→ Set tasks
a - Translate into Spanish this sentence from the post on overlay metadata caching: "For overlay maintainers providing a metadata cache is quite tricky because to be really consistent and useful it'd have to be regenerated after every commit."
b - Resume the post on overlay metadata caching, picking up right after its final sentence.

:: Provided passage ::

Hello everybody,
those of us using overlays might have noticed that they can seriously slow
down dependency calculation. This is mostly because of the lack of a metadata
cache.
For overlay maintainers providing a metadata cache is quite tricky because to
be really consistent and useful it'd have to be regenerated after every
commit. That's quite easy to forget or get wrong.
So I sat down, brained some thoughts and played around a bit. Here's what I
came up with:
* server-side each overlay is checked out
* for every overlay in our list:
- we add it to make.conf explicitly (avoids any spillover effects)
- we let egencache generate a metadata cache for that repository
* we rsync the repositories with metadata to a different directory
The last step is just there to get rid of all the "unneeded" data like .svn
directories and can be used to selectively exclude other data that is in the
repo but not needed for end-users. Plus it reduces inconsistent data when a
client copies the data while the metadata cache is being generated.
egencache creates the per-repository cache in metadata/cache, so it is nicely
bundled and won't interfere with anything else.
So now we have all repositories, with metadata, in one place. We can start an
rsync daemon sharing the parent directory. For users this makes things easier
- instead of needind cvs, svn, git, darcs, hg, etc. etc. they only need rsync
(which they already have installed!)
Layman gets easier too - it just needs to understand the rsync protocol and
select the right directory(s).
The only issue I have found with this idea relates to eclasses - overriding
in-tree eclasses to be precise. The problem there is that it invalidates in-
tree metadata and potentially affects other overlays too. So that's a bit of a
bummer, but then I wonder how common that case is.
For performance, the difference is noticeable. As a very rough pointer it
takes me ~15 minutes for "emerge -puNDv world" with three overlays and no
metadata cache and about 75 seconds with metadata cache. That's of course a
"worst case" scenario.

:::
:: Extracted records ::

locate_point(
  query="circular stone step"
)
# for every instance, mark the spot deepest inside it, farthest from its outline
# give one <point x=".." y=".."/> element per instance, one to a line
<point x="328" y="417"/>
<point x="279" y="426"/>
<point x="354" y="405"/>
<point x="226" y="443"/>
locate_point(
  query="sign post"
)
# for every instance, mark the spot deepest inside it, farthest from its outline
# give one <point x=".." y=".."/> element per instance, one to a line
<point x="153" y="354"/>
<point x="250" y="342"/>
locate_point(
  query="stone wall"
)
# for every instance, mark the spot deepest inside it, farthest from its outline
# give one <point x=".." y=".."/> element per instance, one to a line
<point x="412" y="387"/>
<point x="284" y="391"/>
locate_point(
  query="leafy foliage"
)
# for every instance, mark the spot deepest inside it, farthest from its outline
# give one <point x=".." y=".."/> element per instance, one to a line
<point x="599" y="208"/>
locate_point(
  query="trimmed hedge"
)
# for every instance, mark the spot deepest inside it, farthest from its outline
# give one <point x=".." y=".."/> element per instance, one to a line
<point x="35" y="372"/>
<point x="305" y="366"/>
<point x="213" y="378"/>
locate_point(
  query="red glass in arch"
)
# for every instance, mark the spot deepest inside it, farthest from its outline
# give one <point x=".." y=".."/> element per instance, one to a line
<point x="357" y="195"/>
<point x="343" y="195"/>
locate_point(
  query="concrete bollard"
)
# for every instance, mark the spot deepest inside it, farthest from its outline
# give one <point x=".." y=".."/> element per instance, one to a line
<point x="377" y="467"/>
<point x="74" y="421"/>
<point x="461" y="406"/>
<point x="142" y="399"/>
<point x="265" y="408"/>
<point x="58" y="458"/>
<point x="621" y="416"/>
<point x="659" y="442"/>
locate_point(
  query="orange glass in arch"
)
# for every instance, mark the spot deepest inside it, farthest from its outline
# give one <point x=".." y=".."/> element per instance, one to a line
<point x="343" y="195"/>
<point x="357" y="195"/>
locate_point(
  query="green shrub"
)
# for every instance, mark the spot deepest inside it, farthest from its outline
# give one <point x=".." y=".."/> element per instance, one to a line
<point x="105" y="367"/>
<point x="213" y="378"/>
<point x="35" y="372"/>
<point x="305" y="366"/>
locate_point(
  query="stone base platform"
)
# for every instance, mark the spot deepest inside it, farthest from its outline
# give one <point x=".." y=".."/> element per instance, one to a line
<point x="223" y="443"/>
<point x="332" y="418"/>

:::

→ Final answers
a - Para los mantenedores de overlays, proporcionar una caché de metadatos es bastante complicado, porque para ser realmente coherente y útil tendría que regenerarse después de cada commit.

b -
Generating the metadata cache isn't that expensive - it took about 45 minutes
to initially check out almost everything layman provided and then about an
hour for the first run. Consecutive runs should be much faster and can be run
in parallel per overlay (at least in theory). So unless I missed something
really big really obvious it should be "small enough" to be run every hour or
even faster.
Advantages are:
- less deps for layman (if it is adapted)
- less complexity client-side
- faster sync performance - especially svn and git transfer way too much, the
initial checkout of one overlay was >35M data for a few dozen ebuilds
- less load server-side. Rsync is easy to replicate and relatively cheap.
Popular overlays will appreciate the reduced traffic :)
- faster dependency calculation
and a few I have already forgotten.
Disadvantages are:
- syncing the main tree can invalidate most of the metadata cache (changed
eclasses etc), so you need to sync the overlays at the same time
- the eclass override situation I mentioned earlier
- slower update time (right now users can checkout immediately after a commit,
with this indirection it'd be 30min+ delay)
If I don't get distracted I might set up a proof of concept public rsync
server providing the main repo plus all overlays I can throw in, but it'd have
a low initial update frequency (6h to daily).
Your thoughts, opinions and other input is appreciated.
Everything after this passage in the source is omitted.